# Task prompt:
Once you reach the line holding "Return one point per instance of the blue", write out that line and every later one exactly, ending with the last line of the data; write nothing else.

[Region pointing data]
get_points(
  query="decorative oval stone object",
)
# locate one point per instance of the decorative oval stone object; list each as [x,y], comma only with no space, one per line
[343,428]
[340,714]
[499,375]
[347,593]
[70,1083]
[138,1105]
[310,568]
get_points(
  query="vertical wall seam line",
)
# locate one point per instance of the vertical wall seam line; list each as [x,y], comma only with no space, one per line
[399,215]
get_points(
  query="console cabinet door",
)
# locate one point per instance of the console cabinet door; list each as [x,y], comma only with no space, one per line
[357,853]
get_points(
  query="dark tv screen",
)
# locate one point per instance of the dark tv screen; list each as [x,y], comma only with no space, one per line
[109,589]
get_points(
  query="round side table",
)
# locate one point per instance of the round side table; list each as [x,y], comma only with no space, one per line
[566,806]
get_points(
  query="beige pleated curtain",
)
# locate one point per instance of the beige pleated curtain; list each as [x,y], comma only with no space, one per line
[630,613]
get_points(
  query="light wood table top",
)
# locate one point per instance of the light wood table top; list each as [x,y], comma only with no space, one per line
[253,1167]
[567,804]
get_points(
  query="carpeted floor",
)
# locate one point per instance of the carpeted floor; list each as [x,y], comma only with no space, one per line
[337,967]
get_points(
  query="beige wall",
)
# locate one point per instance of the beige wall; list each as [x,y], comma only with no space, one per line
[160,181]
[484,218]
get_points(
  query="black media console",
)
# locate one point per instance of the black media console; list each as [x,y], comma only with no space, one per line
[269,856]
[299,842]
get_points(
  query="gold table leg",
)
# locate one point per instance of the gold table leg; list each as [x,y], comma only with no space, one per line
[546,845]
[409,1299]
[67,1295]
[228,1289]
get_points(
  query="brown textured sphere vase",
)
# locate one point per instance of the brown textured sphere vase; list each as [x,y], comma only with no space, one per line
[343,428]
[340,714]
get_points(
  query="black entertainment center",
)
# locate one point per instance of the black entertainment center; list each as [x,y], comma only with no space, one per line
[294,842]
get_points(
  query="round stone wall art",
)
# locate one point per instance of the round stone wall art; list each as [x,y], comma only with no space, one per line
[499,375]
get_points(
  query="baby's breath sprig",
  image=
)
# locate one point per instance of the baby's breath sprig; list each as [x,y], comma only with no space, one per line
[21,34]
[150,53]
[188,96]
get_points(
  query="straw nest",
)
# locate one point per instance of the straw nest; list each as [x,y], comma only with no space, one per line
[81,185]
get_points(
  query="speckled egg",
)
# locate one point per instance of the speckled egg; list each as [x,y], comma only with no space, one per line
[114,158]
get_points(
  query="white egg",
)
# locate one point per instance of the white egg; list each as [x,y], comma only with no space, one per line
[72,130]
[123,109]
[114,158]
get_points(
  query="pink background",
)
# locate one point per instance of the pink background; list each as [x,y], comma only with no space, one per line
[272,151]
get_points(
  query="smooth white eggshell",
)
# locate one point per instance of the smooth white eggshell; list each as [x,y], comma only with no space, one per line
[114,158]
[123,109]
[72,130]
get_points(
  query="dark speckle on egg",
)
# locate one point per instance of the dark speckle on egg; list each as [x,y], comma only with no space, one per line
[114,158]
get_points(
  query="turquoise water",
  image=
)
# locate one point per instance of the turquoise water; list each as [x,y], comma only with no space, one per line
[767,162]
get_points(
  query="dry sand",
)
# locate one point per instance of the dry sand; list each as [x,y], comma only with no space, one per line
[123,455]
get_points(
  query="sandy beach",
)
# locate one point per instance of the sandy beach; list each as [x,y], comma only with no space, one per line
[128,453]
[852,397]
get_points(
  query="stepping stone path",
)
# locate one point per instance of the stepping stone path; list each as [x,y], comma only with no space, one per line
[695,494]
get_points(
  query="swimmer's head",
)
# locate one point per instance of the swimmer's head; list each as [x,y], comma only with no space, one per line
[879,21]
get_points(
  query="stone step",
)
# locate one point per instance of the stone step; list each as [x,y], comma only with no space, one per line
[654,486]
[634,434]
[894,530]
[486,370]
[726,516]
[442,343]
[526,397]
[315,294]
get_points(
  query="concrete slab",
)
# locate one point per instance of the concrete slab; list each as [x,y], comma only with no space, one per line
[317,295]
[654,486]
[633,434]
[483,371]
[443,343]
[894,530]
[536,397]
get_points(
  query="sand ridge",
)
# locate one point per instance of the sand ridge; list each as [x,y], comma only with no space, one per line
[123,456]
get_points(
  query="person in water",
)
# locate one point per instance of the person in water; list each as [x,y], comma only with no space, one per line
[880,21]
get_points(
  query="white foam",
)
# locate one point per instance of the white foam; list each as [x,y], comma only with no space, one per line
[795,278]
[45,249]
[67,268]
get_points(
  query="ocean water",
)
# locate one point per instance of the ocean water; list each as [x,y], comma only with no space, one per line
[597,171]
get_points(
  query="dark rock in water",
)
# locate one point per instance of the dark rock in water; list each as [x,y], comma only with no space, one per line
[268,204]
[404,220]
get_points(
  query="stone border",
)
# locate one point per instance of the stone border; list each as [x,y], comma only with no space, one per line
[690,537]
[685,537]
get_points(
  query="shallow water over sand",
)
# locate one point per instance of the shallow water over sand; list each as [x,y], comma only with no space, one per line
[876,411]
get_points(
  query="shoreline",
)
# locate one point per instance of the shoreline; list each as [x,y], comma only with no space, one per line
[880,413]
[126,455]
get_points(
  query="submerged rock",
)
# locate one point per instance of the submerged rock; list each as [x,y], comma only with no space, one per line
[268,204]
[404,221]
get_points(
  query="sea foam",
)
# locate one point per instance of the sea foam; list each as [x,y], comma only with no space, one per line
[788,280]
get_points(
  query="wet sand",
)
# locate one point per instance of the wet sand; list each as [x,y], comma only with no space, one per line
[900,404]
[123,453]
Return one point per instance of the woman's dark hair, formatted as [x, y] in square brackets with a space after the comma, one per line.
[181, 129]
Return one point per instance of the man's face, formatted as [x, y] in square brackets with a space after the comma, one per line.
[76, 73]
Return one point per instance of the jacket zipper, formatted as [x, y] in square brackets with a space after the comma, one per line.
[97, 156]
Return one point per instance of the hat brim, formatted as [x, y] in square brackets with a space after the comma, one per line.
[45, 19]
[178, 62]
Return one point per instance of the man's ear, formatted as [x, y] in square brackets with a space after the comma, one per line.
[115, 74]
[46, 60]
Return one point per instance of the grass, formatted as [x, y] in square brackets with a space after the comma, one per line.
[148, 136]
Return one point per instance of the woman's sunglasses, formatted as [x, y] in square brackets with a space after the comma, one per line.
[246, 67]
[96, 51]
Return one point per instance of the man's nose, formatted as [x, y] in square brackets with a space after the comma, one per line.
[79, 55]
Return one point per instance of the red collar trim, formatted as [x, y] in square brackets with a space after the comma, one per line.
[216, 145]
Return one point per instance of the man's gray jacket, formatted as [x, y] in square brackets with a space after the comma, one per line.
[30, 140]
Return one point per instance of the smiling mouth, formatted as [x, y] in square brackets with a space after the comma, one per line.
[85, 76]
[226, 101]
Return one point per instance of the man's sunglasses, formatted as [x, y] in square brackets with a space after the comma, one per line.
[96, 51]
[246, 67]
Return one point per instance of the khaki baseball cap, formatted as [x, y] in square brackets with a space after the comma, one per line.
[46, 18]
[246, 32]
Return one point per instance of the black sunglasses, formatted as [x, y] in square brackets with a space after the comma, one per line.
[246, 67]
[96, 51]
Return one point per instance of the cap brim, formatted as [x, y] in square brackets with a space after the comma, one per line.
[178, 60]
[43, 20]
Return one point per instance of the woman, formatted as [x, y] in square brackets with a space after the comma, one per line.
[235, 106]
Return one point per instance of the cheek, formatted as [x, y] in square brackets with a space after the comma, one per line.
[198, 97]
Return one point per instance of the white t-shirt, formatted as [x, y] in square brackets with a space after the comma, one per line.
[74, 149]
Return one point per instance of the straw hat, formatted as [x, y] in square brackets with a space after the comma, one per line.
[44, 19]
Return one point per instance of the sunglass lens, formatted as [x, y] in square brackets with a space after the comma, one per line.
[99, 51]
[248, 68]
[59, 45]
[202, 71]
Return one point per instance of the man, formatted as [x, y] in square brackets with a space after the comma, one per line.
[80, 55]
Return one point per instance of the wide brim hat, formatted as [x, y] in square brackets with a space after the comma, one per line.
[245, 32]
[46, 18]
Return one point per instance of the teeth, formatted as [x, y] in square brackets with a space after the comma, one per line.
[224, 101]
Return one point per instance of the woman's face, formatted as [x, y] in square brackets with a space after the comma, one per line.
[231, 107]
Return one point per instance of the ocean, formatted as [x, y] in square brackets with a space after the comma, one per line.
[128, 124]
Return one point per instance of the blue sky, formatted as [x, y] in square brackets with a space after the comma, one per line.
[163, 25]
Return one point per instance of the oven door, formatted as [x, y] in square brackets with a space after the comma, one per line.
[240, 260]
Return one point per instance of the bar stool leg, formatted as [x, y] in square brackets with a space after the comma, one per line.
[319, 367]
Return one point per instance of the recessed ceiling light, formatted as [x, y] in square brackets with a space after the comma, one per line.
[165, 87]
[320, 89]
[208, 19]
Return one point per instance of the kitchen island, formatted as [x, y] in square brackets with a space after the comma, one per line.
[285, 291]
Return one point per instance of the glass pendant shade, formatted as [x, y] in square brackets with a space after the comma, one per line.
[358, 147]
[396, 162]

# Result of this task:
Return one point per instance of the blue sky, formatted as [x, y] in square brackets with a space after the comma, one per line.
[163, 25]
Return one point per instance of the oven door, formatted as [x, y] in square brackets with a space after the comma, one per line.
[240, 260]
Return one point per instance of the bar stool leg, formatted as [x, y] in square brackets with a space after the comma, one per line.
[319, 367]
Return one point per instance of the recessed ceiling light, formatted as [x, y] in square brackets with a space after the comma, one per line.
[165, 87]
[320, 89]
[208, 19]
Return one point per instance of the kitchen island, formatted as [x, y] in square brackets with a space after the comma, one per line.
[285, 291]
Return one point per instance of the glass pendant shade, formatted as [x, y] in square brackets with a space after the comma, one per line.
[358, 147]
[396, 162]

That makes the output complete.